> **THE EXERCISE**: In every line from the one containing "Where can you see the sleeve" down through the one containing "[[184, 13], [54, 47], [271, 59]]", swap "Place a pin" for "Put a marker" and write those lines out again with nothing else changed.

> **SUPPLIED DATA**:
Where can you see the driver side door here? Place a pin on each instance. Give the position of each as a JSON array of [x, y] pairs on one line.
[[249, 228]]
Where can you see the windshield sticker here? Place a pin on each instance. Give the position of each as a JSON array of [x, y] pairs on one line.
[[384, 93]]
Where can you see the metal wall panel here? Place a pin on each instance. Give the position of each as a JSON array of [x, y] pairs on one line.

* * *

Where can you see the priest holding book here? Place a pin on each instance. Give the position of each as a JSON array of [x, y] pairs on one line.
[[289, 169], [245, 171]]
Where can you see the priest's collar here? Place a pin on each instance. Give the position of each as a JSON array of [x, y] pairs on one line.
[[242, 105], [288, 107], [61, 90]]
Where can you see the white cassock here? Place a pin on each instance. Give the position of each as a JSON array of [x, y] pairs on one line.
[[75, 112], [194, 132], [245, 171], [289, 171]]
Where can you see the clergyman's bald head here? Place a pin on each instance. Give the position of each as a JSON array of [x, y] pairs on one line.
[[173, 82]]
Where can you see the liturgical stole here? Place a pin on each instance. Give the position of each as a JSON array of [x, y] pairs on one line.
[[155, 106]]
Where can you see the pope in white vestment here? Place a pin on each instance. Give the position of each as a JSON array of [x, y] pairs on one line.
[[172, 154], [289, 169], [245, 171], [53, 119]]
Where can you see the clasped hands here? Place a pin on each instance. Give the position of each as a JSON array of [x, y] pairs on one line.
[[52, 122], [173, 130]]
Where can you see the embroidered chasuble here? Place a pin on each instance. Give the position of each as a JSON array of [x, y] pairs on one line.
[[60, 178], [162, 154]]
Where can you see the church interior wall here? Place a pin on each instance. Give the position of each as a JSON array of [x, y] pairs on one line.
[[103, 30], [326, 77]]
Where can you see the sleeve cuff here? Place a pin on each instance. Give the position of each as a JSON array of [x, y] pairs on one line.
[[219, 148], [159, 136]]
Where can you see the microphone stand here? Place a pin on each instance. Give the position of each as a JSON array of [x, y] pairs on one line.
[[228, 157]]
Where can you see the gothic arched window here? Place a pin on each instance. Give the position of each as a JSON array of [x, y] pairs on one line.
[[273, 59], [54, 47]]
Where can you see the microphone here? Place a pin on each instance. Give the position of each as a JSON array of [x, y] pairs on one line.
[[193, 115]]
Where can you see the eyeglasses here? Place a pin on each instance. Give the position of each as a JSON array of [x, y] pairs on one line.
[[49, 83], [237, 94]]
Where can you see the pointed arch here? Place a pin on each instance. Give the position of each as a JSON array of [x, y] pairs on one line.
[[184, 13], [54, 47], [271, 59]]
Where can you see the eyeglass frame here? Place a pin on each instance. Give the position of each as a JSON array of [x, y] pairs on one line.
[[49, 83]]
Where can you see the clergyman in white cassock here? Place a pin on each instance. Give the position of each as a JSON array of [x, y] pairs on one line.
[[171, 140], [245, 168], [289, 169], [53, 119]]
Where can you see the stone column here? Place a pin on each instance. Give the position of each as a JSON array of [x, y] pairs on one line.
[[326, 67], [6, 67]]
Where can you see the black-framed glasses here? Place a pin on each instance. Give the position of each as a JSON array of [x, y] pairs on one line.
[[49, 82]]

> **ANSWER**:
Where can you see the sleeve cuff here? Put a marker on each instance. Give the position of each as a JSON array of [x, y] pairs on one line.
[[219, 148], [159, 136]]
Where can you see the microphone stand here? Put a marker on each instance. Give the position of each as a JSON array of [x, y] pairs on one line.
[[228, 157]]
Where can you see the gothic arched window here? Put a marker on each instance. Give the position of each as a JSON array of [x, y] pairs on one line.
[[273, 59], [54, 47]]
Where can you see the microphone here? Put a marker on each instance. Give the position of each as a JSON array of [x, y] pairs on one line.
[[193, 115]]
Where can you see the eyeglasses here? Put a marker on each instance. Give the position of each as a JSON array of [x, y] pairs on one line.
[[49, 83], [237, 94]]
Where can you see the pointed arch here? Put a marker on each instance. Give the position of each as a JSON array of [x, y] pairs on one line.
[[184, 13], [54, 47], [271, 59]]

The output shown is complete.